(Exercise goal):
Extract every line of the data below that contains the word "grass".

Saved entries
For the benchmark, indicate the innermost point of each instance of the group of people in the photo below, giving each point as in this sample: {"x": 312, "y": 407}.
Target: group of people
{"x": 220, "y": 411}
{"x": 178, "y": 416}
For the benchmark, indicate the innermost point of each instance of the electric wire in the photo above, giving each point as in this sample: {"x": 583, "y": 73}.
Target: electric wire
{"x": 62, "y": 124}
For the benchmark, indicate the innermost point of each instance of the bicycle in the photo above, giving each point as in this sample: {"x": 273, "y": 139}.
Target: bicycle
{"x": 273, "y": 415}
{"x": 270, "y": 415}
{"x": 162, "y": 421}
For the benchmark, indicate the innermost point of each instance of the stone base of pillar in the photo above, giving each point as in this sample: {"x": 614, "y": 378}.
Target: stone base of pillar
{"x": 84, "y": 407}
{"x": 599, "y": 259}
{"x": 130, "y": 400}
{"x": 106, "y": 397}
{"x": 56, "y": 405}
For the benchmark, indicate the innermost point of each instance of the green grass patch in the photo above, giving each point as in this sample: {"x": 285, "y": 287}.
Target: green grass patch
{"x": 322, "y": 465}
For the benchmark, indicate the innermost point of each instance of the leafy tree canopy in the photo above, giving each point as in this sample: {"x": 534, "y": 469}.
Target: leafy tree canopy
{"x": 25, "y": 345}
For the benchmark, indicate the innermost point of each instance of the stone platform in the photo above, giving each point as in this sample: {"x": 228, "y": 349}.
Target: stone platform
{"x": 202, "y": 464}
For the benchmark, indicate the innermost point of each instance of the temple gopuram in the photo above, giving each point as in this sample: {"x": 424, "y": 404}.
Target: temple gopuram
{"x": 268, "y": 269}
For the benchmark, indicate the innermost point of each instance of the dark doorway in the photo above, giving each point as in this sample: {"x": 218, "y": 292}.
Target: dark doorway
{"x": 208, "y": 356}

---

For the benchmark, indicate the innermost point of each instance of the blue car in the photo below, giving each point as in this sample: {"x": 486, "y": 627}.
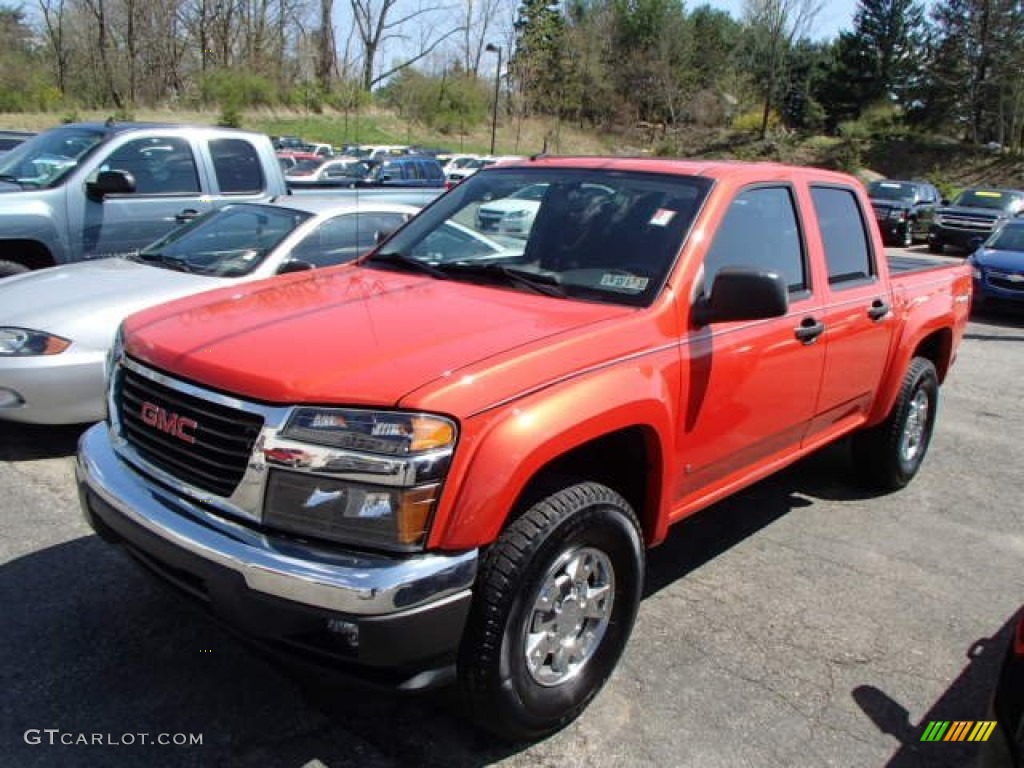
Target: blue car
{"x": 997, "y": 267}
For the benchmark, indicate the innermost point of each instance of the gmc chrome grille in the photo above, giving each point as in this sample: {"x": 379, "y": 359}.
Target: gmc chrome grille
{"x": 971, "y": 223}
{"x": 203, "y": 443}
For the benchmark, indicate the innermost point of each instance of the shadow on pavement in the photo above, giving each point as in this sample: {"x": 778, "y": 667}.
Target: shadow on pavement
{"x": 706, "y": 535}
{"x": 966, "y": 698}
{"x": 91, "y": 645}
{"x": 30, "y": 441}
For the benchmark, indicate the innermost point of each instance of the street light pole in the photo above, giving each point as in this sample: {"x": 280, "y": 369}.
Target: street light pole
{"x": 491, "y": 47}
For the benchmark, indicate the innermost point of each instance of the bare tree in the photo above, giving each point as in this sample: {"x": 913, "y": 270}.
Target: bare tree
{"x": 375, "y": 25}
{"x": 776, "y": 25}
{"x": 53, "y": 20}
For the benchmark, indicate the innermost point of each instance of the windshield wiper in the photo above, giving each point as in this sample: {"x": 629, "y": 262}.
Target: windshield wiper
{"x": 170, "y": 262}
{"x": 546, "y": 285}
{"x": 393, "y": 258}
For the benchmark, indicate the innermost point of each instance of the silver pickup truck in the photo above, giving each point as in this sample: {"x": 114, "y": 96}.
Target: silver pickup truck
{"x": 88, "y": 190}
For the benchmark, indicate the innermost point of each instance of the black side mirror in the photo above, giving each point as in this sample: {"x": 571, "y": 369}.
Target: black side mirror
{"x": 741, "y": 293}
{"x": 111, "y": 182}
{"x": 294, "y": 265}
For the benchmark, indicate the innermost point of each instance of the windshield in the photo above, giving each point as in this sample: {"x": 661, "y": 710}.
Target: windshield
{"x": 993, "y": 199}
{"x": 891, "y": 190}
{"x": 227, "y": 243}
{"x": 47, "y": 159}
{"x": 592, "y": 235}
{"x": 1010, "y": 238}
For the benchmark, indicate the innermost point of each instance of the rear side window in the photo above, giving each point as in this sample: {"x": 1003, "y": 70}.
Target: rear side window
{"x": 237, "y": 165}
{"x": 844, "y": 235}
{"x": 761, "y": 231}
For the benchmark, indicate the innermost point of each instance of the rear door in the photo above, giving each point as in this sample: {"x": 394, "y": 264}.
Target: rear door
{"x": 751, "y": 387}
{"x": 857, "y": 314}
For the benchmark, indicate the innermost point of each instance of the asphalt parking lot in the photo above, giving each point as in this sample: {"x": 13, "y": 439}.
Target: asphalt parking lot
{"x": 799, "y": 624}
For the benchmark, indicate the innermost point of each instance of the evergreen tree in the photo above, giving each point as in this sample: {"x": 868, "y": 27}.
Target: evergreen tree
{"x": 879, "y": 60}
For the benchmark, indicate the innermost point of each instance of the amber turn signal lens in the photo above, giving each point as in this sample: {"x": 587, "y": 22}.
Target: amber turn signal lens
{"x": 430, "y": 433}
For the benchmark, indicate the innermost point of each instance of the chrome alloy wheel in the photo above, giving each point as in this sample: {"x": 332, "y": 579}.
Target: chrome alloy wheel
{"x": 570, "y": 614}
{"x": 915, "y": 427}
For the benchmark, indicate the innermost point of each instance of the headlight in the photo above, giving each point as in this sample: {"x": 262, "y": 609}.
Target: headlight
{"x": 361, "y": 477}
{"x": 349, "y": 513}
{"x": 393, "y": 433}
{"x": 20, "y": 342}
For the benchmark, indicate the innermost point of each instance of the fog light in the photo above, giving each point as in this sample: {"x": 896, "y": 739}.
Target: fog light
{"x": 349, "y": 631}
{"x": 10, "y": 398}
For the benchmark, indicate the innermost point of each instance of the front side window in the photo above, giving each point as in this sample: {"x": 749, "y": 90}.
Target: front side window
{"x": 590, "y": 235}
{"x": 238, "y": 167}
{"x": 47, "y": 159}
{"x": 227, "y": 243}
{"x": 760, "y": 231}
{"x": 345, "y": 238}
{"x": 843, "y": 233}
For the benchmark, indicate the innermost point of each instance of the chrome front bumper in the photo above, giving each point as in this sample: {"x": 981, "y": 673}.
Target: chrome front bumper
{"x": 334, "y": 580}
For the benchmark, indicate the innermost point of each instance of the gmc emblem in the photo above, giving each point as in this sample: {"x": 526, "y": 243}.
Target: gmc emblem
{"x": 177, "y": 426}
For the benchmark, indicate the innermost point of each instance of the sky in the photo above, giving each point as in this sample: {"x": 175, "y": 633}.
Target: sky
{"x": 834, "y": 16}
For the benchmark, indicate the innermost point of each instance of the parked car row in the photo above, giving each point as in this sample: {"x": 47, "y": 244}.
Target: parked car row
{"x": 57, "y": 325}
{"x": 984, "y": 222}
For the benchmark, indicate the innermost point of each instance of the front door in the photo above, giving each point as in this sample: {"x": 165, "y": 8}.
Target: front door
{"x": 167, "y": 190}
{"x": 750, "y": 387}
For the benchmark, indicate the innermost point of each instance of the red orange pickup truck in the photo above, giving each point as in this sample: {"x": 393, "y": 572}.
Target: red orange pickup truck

(Exercise answer):
For the benchmark, indicate the innermost point of each instance of the green grass patch in the photo above, giving each point as in this sample: {"x": 285, "y": 287}.
Target: green grass patch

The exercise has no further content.